GIVEN INSTRUCTION:
Your task is to repeat the listing exactly.
:: INPUT FOR THIS TASK
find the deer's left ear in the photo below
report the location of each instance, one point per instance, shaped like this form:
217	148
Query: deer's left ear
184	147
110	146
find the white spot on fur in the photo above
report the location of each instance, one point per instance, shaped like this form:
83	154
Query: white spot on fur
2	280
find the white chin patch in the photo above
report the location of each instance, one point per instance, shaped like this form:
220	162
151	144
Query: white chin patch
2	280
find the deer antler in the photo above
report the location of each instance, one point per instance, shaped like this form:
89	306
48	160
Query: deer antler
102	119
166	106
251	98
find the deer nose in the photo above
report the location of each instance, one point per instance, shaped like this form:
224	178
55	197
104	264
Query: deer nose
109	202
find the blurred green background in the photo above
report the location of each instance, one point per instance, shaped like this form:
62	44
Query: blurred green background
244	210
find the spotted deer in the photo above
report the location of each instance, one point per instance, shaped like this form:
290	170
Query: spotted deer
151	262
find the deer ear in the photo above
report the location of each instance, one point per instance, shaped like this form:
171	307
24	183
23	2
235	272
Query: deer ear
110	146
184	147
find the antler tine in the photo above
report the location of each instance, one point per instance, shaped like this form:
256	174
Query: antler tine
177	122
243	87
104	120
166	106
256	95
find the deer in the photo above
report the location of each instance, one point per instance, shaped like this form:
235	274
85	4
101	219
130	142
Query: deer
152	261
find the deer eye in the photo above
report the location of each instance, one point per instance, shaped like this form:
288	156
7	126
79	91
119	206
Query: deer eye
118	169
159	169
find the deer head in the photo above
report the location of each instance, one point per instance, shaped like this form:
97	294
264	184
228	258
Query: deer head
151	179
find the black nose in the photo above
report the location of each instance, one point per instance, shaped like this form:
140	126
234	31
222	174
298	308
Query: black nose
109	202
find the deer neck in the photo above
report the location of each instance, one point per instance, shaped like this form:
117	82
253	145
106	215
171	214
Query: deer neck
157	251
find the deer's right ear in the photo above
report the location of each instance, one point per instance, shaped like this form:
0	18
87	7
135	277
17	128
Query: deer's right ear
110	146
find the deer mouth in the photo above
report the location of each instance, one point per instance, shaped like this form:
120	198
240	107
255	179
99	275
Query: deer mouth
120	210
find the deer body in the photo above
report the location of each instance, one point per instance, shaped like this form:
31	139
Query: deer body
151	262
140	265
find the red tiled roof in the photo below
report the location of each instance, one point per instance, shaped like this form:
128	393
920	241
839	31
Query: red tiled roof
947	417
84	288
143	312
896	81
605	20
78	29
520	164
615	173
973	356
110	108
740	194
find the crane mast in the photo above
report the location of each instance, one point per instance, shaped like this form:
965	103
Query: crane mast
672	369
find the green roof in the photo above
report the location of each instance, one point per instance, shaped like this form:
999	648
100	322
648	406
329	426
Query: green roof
::::
EXERCISE SOLUTION:
find the deer's left ear in the photo below
report the location of each instance, one point per instance, shaped like this form:
217	148
Query: deer's left ear
184	147
110	146
find the white spot on fur in the photo above
report the location of each instance, one point per instance, shaped like this form:
83	154
Query: white spot on fur
2	280
find the white chin patch in the photo above
report the location of each instance, one point per instance, shaped like this form:
220	162
151	144
Query: white chin patch
2	280
find the deer antler in the photo above
report the location of each instance, one point per instance, shaped like this form:
89	306
48	160
Query: deer antler
102	119
166	106
251	98
find the deer nose in the photo above
report the location of each instance, one point per instance, shaped like this form:
224	178
55	197
104	264
Query: deer nose
109	202
find the blurred green background in the photo above
report the location of each instance, one point per instance, shaped like this form:
62	44
Query: blurred green background
244	210
find the spotted deer in the photo above
report the location of each instance, one point per instance, shaped like this form:
290	170
Query: spotted deer
151	262
find the deer ear in the photo above
report the location of each instance, one point per instance, shaped like this form:
171	307
24	183
23	2
235	272
Query: deer ear
110	146
184	147
find the antler tine in the photo above
report the location of each instance, one point per instance, shaped like this form:
256	174
Query: antler tine
177	122
243	87
104	120
166	106
256	95
find the deer in the photo above
report the location of each instance, one point per instance, shaped like this form:
235	274
85	4
101	219
130	142
Query: deer
152	261
find the deer eye in the photo above
report the location of each instance, one point per instance, shaped like this form:
288	156
7	126
79	91
119	206
Query: deer eye
118	169
159	169
find the deer head in the photo above
report the location of each instance, one point per instance, shaped like this form:
97	294
264	184
228	258
Query: deer head
151	179
find the black nose in the photo above
report the location of each instance, one point per instance, shaped like this form:
140	126
234	31
222	174
298	308
Query: black nose
109	202
find the deer neck in the photo above
report the location of each instance, one point per instance, shaped like this form:
117	82
253	145
106	215
171	214
Query: deer neck
157	251
find the deer's right ear in the photo above
report the location of each instance, one point per instance, shaped like this form:
0	18
87	7
135	277
17	128
Query: deer's right ear
110	146
find the deer mouth in the photo above
report the location of each instance, one point per instance, shaped like this form:
120	198
240	107
255	179
99	275
Query: deer mouth
120	210
find the deer body in the photo above
report the location of each instance, one point per instance, shaped like this form:
31	139
Query: deer body
151	262
140	265
find the red tiled roof in the photo below
report the location of each instance, one point per instance, shaped like this form:
128	393
920	241
839	31
Query: red tiled roof
947	417
84	288
143	312
896	81
605	20
78	29
520	164
615	173
973	356
110	108
740	194
find the crane mast in the photo above
report the location of each instance, one point per instance, shaped like this form:
965	103
Query: crane mast
672	369
find the green roof in the photo above
report the location of each instance, one point per instance, shaped like this form:
999	648
100	322
648	406
329	426
Query: green roof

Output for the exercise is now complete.